# RECORDS FOR THIS TASK:
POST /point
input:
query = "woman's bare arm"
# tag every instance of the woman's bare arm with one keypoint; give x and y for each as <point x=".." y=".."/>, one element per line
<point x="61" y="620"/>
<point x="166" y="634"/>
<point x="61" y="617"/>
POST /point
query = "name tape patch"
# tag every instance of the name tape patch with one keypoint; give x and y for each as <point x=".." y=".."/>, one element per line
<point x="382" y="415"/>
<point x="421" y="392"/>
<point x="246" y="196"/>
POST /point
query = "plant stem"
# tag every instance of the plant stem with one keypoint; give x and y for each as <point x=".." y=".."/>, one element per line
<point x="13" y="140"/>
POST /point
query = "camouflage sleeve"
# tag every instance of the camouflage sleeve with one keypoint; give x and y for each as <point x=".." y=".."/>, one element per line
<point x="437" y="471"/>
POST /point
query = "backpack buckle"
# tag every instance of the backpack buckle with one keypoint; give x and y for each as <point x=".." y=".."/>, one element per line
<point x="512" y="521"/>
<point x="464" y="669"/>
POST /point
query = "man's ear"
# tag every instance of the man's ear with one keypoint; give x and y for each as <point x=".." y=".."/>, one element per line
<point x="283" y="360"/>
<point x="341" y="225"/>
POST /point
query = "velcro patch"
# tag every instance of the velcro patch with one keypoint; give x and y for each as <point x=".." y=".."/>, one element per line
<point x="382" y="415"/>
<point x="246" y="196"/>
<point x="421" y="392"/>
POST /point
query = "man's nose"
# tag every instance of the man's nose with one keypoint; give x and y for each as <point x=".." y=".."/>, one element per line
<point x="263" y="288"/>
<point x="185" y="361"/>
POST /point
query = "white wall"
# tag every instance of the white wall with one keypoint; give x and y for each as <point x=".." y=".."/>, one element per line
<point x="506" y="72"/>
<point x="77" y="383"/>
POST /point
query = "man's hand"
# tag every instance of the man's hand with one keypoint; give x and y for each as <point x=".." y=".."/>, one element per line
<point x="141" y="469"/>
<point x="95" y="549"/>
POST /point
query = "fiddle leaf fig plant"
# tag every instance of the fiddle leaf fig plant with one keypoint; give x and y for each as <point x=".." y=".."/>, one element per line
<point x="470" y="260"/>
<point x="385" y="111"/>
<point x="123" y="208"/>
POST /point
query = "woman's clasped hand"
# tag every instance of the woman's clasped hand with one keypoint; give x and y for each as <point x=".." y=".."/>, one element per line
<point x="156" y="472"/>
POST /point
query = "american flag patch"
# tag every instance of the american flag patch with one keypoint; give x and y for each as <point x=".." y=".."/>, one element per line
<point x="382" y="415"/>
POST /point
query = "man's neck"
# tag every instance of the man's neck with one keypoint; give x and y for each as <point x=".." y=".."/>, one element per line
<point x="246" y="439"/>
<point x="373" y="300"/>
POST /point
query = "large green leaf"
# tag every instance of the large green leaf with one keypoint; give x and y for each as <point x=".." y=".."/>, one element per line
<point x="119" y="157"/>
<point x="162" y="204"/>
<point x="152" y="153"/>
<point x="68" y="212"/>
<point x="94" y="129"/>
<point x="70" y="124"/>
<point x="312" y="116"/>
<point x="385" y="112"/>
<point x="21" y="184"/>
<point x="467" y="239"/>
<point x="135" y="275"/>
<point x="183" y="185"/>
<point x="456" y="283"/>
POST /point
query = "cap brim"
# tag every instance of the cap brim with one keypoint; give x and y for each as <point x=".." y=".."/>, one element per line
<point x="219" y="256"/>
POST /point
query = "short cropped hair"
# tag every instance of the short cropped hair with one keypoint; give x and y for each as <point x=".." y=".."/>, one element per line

# YOUR GOAL:
Copy out the records above exactly and completely.

# WRITTEN SOLUTION:
POST /point
input:
query = "woman's bare arm"
# tag every instance of the woman's bare arm with one keypoint; give x and y for each as <point x=".." y=".."/>, one element per line
<point x="61" y="620"/>
<point x="166" y="634"/>
<point x="61" y="617"/>
POST /point
query = "name tape patch"
# tag every instance of the name tape patch with one keypoint; give x and y for each as <point x=".." y=".."/>, one element per line
<point x="382" y="415"/>
<point x="421" y="392"/>
<point x="246" y="196"/>
POST /point
query = "plant stem"
# tag every instance of the plant stem with one keypoint; give x and y for each as <point x=".." y=".."/>, one element per line
<point x="13" y="140"/>
POST /point
query = "camouflage sleeve"
# tag every instance of the camouflage sleeve with one keypoint; give x and y for each as <point x=".." y=".."/>, one element per line
<point x="437" y="471"/>
POST /point
query = "backpack buckle"
# tag every instance of the backpack buckle with one keypoint; give x and y for each as <point x=".." y=".."/>, one element per line
<point x="512" y="521"/>
<point x="464" y="669"/>
POST /point
query = "man's ear"
# tag every instance of the man's ear with one keypoint; give x and y for each as <point x=".." y=".."/>, one element per line
<point x="283" y="360"/>
<point x="341" y="225"/>
POST /point
query = "velcro patch"
# tag every instance of the velcro patch with one keypoint; give x and y for each as <point x=".." y=".."/>, one element per line
<point x="382" y="415"/>
<point x="246" y="196"/>
<point x="421" y="392"/>
POST /point
query = "man's nose"
# tag every instance of the man's nose with one keypoint; give x and y for each as <point x=".." y=".."/>, one element per line
<point x="263" y="288"/>
<point x="185" y="361"/>
POST /point
query = "white wall"
# tag every instance of the white wall with one keypoint; give x and y for each as <point x=".." y=".."/>, one element per line
<point x="506" y="72"/>
<point x="77" y="383"/>
POST /point
query = "man's hand"
# tag every instance of the man's hand with one keypoint; give x and y for each as <point x=".." y=".."/>, one element per line
<point x="141" y="469"/>
<point x="95" y="549"/>
POST /point
query = "fiddle leaf fig plant"
# tag every instance of the fiddle leaf fig plant with one keypoint; give x and y for each as <point x=".." y=".."/>, one element per line
<point x="470" y="260"/>
<point x="385" y="111"/>
<point x="123" y="208"/>
POST /point
query = "woman's clasped hand"
# tag every instance of the woman's clasped hand with one keypoint; give x and y for each as <point x=".." y=".."/>, one element per line
<point x="156" y="472"/>
POST /point
query = "american flag patch"
# tag every instance of the american flag patch with one keypoint; give x and y for each as <point x=".." y=".."/>, one element per line
<point x="382" y="415"/>
POST /point
query = "man's neck"
# tag every instance of the man's neck with one keypoint; give x and y for each as <point x=".." y=".."/>, one element per line
<point x="246" y="439"/>
<point x="373" y="300"/>
POST /point
query = "large green leaf"
# tag every instance of the large green leaf with one keypoint; give x and y for each as <point x=".." y=".."/>, one element per line
<point x="119" y="157"/>
<point x="162" y="204"/>
<point x="152" y="153"/>
<point x="68" y="212"/>
<point x="94" y="129"/>
<point x="70" y="124"/>
<point x="312" y="116"/>
<point x="385" y="112"/>
<point x="21" y="184"/>
<point x="467" y="239"/>
<point x="135" y="275"/>
<point x="183" y="185"/>
<point x="456" y="283"/>
POST /point
query = "cap brim"
# tag every instance of the cap brim with one keypoint; give x and y for each as <point x=".." y=".."/>, one element per line
<point x="219" y="256"/>
POST /point
query = "short cropped hair"
# tag every instance of the short cropped hair with one keypoint; give x and y for each as <point x=".." y=".."/>, one element per line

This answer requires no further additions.